TASK BRIEF:
Every entry that follows should be written out again exactly.

MATERIAL TO PROCESS:
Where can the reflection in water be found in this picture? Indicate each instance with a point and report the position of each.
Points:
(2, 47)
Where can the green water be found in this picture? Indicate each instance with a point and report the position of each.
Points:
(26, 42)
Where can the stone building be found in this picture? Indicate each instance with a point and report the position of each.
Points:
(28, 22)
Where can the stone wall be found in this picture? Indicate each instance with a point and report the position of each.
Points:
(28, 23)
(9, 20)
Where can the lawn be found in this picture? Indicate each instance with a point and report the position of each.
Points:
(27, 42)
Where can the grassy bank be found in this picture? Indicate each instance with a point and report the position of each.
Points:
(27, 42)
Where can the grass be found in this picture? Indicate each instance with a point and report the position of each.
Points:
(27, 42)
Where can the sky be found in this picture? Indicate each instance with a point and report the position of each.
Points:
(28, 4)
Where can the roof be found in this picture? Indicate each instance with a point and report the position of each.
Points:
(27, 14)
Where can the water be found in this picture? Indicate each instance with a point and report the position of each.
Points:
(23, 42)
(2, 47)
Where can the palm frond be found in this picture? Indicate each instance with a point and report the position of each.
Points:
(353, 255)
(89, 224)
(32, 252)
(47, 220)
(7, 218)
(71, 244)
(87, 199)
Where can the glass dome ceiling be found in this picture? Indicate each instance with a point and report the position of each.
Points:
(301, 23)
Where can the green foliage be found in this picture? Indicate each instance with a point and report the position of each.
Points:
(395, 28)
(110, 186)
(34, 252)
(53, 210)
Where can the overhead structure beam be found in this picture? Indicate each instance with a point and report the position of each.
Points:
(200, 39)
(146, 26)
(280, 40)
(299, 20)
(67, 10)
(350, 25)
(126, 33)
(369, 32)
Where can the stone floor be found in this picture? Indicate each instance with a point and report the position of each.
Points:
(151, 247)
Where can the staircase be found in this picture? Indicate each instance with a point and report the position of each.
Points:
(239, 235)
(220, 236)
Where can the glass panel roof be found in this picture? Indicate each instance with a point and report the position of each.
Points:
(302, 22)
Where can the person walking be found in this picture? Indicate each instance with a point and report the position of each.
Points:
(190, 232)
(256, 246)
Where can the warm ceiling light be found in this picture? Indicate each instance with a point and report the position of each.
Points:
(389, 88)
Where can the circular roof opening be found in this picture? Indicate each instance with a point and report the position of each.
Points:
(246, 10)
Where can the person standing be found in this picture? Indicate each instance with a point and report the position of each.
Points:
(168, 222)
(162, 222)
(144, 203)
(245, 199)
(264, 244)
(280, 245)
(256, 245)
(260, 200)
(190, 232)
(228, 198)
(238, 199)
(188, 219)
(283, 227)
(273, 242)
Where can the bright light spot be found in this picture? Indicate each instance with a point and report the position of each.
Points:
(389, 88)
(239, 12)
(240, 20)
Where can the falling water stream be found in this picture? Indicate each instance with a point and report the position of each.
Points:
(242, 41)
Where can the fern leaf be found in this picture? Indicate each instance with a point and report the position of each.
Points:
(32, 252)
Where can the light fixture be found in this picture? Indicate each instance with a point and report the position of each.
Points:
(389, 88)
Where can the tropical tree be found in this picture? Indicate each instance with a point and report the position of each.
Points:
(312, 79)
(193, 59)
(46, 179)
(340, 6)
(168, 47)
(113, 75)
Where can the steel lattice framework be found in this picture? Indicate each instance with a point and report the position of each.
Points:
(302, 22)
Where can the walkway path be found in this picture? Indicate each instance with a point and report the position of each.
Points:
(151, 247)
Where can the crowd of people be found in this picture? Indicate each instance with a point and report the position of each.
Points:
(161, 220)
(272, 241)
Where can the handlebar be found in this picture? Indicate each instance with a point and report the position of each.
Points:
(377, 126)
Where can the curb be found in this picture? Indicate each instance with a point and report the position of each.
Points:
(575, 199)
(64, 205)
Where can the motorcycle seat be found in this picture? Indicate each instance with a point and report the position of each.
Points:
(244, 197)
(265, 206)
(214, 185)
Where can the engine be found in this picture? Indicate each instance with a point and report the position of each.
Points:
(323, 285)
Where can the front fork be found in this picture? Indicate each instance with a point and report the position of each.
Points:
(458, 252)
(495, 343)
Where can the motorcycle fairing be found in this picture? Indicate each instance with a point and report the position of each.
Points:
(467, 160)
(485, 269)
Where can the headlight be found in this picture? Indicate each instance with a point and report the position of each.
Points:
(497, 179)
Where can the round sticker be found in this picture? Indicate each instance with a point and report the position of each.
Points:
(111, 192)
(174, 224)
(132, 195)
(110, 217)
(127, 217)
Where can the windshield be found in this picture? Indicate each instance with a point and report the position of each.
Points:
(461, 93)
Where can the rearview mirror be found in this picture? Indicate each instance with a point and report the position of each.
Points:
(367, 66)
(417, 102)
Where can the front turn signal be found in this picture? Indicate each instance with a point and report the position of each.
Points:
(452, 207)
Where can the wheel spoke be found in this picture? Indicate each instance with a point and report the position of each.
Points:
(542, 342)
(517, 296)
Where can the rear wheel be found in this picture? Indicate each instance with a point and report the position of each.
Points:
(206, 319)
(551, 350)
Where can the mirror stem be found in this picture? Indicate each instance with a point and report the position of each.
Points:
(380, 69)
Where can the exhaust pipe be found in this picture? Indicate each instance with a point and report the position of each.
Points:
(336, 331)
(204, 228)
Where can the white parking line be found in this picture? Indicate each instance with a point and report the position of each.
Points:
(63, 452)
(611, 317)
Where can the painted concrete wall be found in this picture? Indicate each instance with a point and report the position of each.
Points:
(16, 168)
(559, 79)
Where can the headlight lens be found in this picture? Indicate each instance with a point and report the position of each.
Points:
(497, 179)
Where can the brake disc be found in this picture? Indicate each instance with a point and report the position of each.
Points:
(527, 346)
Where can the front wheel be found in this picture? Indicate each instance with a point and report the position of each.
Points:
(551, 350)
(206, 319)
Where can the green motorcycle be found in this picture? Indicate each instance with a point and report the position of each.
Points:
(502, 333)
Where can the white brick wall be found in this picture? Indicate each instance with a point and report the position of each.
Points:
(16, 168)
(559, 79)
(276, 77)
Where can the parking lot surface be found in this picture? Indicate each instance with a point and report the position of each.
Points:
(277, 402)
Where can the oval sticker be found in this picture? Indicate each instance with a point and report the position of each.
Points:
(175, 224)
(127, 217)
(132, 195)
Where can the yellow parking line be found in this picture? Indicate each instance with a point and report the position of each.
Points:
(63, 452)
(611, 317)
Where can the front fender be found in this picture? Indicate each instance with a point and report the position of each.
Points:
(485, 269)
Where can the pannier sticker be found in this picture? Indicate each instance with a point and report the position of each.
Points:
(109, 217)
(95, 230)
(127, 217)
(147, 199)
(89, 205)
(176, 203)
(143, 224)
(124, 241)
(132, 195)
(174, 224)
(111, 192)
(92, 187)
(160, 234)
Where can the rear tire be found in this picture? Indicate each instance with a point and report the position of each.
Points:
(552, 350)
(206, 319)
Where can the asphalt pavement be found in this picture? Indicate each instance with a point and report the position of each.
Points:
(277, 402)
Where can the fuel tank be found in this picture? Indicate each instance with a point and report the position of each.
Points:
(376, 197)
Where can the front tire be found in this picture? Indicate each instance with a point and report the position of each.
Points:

EXPECTED OUTPUT:
Where can the reflection in water be found in this picture? Indicate each instance with a point and report the position of each.
Points:
(2, 47)
Where can the green water be found in this picture? Indicate each instance with a point and report the position of each.
Points:
(26, 42)
Where can the stone building be found in this picture? Indicate each instance with a point and report the position of each.
Points:
(28, 22)
Where can the stone wall be found in this picture? Indicate each instance with a point and report the position of each.
Points:
(28, 23)
(9, 20)
Where can the lawn be found in this picture? Indicate each instance with a point and report the position of each.
Points:
(27, 42)
Where can the grassy bank be found in this picture? Indicate each instance with a point and report the position of each.
Points:
(27, 42)
Where can the grass be found in this picture? Indicate each instance with a point and report the position of each.
Points:
(27, 42)
Where can the sky be found in this picture? Indicate each instance with a point and report the position of each.
Points:
(28, 4)
Where can the roof be found in this picture? Indicate each instance with a point and report the position of each.
Points:
(27, 14)
Where can the water be found in this picture? Indicate each instance with a point and report the position of each.
Points:
(23, 42)
(2, 47)
Where can the palm frond be found in this picture? Indicate each instance with a point and report the position of each.
Points:
(353, 255)
(89, 224)
(32, 252)
(47, 220)
(7, 218)
(71, 244)
(87, 199)
Where can the glass dome ceiling be found in this picture? Indicate each instance with a point and report the position of each.
Points:
(301, 23)
Where can the green foliage be found in this picture? Indicate each instance with a point and report the position of each.
Points:
(395, 28)
(110, 186)
(34, 252)
(53, 210)
Where can the overhead structure beam be found in this picture? Indicate each instance with a point and report the position of each.
Points:
(200, 39)
(146, 26)
(280, 40)
(299, 20)
(67, 10)
(350, 25)
(126, 33)
(369, 32)
Where can the stone floor be found in this picture? Indicate each instance with a point and report the position of each.
Points:
(151, 247)
Where can the staircase be found in this picture? Indicate each instance with a point and report the position of each.
Points:
(239, 235)
(220, 236)
Where can the glass panel roof be found in this picture? Indicate each instance with a point and report the position of each.
Points:
(302, 22)
Where can the person walking be found in this picture? Indicate each instance with a point and report the position of each.
Points:
(190, 232)
(256, 246)
Where can the warm ceiling light be found in this picture? Indicate each instance with a point and report the position of each.
Points:
(389, 88)
Where can the circular roof opening be found in this picture? Indicate each instance with a point and report the position of each.
Points:
(246, 10)
Where can the person standing be found in this picture? Indicate each instance with a point and report the position of each.
Points:
(168, 222)
(162, 222)
(144, 203)
(245, 199)
(264, 244)
(280, 245)
(256, 245)
(260, 200)
(190, 232)
(228, 198)
(238, 199)
(188, 219)
(283, 227)
(273, 242)
Where can the bright light spot be found in this picture? Indicate each instance with a point and report the position of each.
Points:
(389, 88)
(239, 12)
(240, 20)
Where can the falling water stream be found in this picture? Indicate each instance with a point and report the position of each.
Points:
(242, 41)
Where can the fern leaf be found in this picture? Indicate each instance with a point and report the position of each.
Points:
(32, 252)
Where can the light fixture be found in this picture? Indicate each instance with a point and report the position of each.
Points:
(389, 88)
Where can the tropical tree be found in this picture? Indicate each instance with a point and report the position of each.
Points:
(312, 79)
(193, 59)
(46, 179)
(340, 6)
(168, 47)
(113, 75)
Where can the steel lattice framework be found in this picture? Indicate each instance with a point and report the position of each.
Points:
(302, 22)
Where can the walkway path be found in this picture? Indicate each instance with a point and report the position of each.
Points:
(151, 247)
Where can the crowd of people be found in this picture? Indicate each instance with a point and report the position of each.
Points:
(161, 220)
(272, 241)
Where can the handlebar be found in this picture? Indicate each instance with a point and report the position of each.
Points:
(377, 126)
Where can the curb be found in this picture? Indicate each instance with a point and report the position of each.
Points:
(575, 199)
(64, 205)
Where can the motorcycle seat be found in this picture? Indicate each instance with a point and report the position of each.
Points:
(244, 197)
(265, 206)
(214, 185)
Where can the engine be found in this picture? Indicate each instance with a point and report the position of each.
Points:
(323, 285)
Where can the front fork be found in this picture? Indicate each instance with a point and report the position of each.
Points:
(458, 252)
(495, 343)
Where can the motorcycle fairing be found in this picture? Indicate each instance with a point and report the position of each.
Points:
(467, 160)
(485, 269)
Where can the headlight be found in this picture? Indicate each instance with a point and report the position of each.
Points:
(497, 179)
Where can the round sticker be found in this picture? Indicate each instance with a point and report the position of each.
Points:
(111, 192)
(174, 224)
(132, 195)
(110, 217)
(127, 217)
Where can the windshield be found in this picture? Indicate each instance with a point and report the position of each.
Points:
(461, 93)
Where can the rearview mirror be found in this picture? Indicate each instance with a point and report the position of each.
Points:
(367, 66)
(417, 102)
Where can the front turn signal be found in this picture? Indicate each instance with a point and report the position of each.
Points:
(452, 207)
Where can the wheel spoke be found in this picture? Indicate each instance with a point and report the position of each.
Points:
(542, 342)
(517, 296)
Where can the rear wheel be found in this picture? Indicate each instance with a point and report the position of each.
Points:
(206, 319)
(551, 350)
Where can the mirror stem be found in this picture? Indicate each instance with a point and report the position of each.
Points:
(380, 69)
Where can the exhaust pipe be found in this picture? Indicate each instance with a point and report the position of each.
Points:
(336, 331)
(204, 228)
Where can the white parking line be found in this picture? Indicate each instance with a point and report the position of each.
Points:
(63, 452)
(611, 317)
Where can the painted concrete wall be found in this picture? Indicate each instance with a point and report the position of each.
Points:
(16, 168)
(559, 79)
Where can the headlight lens be found in this picture? Indicate each instance with a point and report the position of each.
Points:
(497, 179)
Where can the brake disc be found in this picture? Indicate each instance with a point and report the position of each.
Points:
(527, 346)
Where can the front wheel be found in this picture? Indicate each instance with a point and report the position of each.
Points:
(551, 350)
(206, 319)
Where can the green motorcycle be found in this picture? Indicate each instance with a point and report the position of each.
Points:
(502, 333)
Where can the white brick wall be found in this picture? Indicate each instance with a point and report the position of each.
Points:
(16, 168)
(559, 79)
(276, 77)
Where can the parking lot surface be found in this picture? Indicate each instance with a point and report the position of each.
Points:
(277, 402)
Where can the oval sticker be found in this picture? Indicate each instance with a point and report the position of each.
Points:
(175, 224)
(127, 217)
(132, 195)
Where can the yellow parking line be found in this picture? Indicate each instance with a point and report the position of each.
Points:
(63, 452)
(611, 317)
Where can the front fender be found in this picture? Indicate each instance with a point and report the position of each.
Points:
(485, 269)
Where can the pannier sticker be found in this picture? Indicate each instance with a point and report the position of each.
Points:
(109, 217)
(95, 230)
(127, 217)
(147, 199)
(89, 205)
(176, 203)
(143, 224)
(124, 241)
(132, 195)
(174, 224)
(111, 192)
(92, 187)
(160, 234)
Where can the rear tire be found in this picture? Indicate each instance with a point and report the position of each.
Points:
(552, 350)
(206, 319)
Where can the asphalt pavement be found in this picture? Indicate each instance with a point and report the position of each.
Points:
(277, 402)
Where can the fuel tank be found in this picture? Indicate each instance with a point and report the position of each.
Points:
(376, 197)
Where can the front tire be found in this picture? Indicate each instance with a point and report the position of each.
Points:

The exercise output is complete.